EXTRACT TO READ
*** Block opens ***

On May 3, 2023, U.S. Surgeon General Vivek Murthy published a new advisory raising concern about what he referred to as a new public-health crisis: loneliness, isolation, and lack of connection. He began the report by describing a listening tour of America on which he embarked when he took office.
People began to tell me they felt isolated, invisible, and insignificant. Even when they couldn’t put their finger on the word “lonely,” time and time again, people of all ages and socioeconomic backgrounds, from every corner of the country, would tell me, “I have to shoulder all of life’s burdens by myself,” or “if I disappear tomorrow, no one will even notice.”
He learned in his research that even before the COVID-19 pandemic caused further isolation from family, friends, and co-workers, adults in America were struggling with loneliness. This disconnection affects mental, physical, and societal health. He shockingly compared the harm of isolation to that of daily cigarette smoking stating that limited social connection increases risk of premature death by more than 60 percent. The physical health consequences of poor or insufficient connection include a 29 percent increased risk of heart disease, a 32 percent increased risk of stroke, and a 50 percent increased risk of developing dementia for older adults. Evidence shows that increased connection can help reduce the risk of serious health conditions such as heart disease, stroke, dementia, and depression. Communities where residents are more connected with one another fare better on several measures of population health, community safety, community resilience when natural disasters strike, prosperity, and civic engagement.

*** Block closes ***

INFORMATION

*** Block opens ***

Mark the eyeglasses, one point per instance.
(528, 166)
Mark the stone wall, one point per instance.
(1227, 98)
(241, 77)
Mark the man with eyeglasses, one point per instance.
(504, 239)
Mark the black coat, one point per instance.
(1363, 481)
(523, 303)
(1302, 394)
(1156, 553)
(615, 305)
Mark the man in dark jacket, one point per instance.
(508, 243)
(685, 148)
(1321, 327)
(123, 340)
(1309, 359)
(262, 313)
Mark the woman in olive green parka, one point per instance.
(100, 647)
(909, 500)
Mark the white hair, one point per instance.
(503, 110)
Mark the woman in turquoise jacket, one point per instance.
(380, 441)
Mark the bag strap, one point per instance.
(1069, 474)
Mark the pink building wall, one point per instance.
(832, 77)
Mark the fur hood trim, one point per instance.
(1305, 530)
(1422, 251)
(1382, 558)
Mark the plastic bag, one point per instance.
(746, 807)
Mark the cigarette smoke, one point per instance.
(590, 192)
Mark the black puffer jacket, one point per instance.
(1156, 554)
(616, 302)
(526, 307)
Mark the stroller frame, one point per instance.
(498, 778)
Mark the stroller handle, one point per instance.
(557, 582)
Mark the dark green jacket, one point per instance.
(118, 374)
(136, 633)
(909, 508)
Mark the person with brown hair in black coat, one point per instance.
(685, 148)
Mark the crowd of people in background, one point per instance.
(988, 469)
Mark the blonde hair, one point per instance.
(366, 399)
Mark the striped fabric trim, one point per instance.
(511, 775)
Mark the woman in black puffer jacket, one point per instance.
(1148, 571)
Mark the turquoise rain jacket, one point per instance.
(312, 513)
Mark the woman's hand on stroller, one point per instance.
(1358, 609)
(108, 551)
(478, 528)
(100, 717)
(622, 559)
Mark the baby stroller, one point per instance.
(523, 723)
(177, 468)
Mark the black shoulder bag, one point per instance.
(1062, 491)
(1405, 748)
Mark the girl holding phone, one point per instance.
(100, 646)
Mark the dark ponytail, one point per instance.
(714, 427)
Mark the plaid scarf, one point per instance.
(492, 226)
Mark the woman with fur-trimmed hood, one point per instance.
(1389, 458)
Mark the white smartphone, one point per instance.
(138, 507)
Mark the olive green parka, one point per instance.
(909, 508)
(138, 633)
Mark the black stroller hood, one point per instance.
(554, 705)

*** Block closes ***

PROBLEM DETAILS
Answer from the passage on the Surgeon General's loneliness advisory:
1. On what date was the advisory published?
2. What three words describe how people told him they felt?
3. By how much does limited social connection raise the risk of premature death?

EXERCISE OUTPUT
1. May 3, 2023
2. Isolated, invisible, and insignificant
3. By more than 60 percent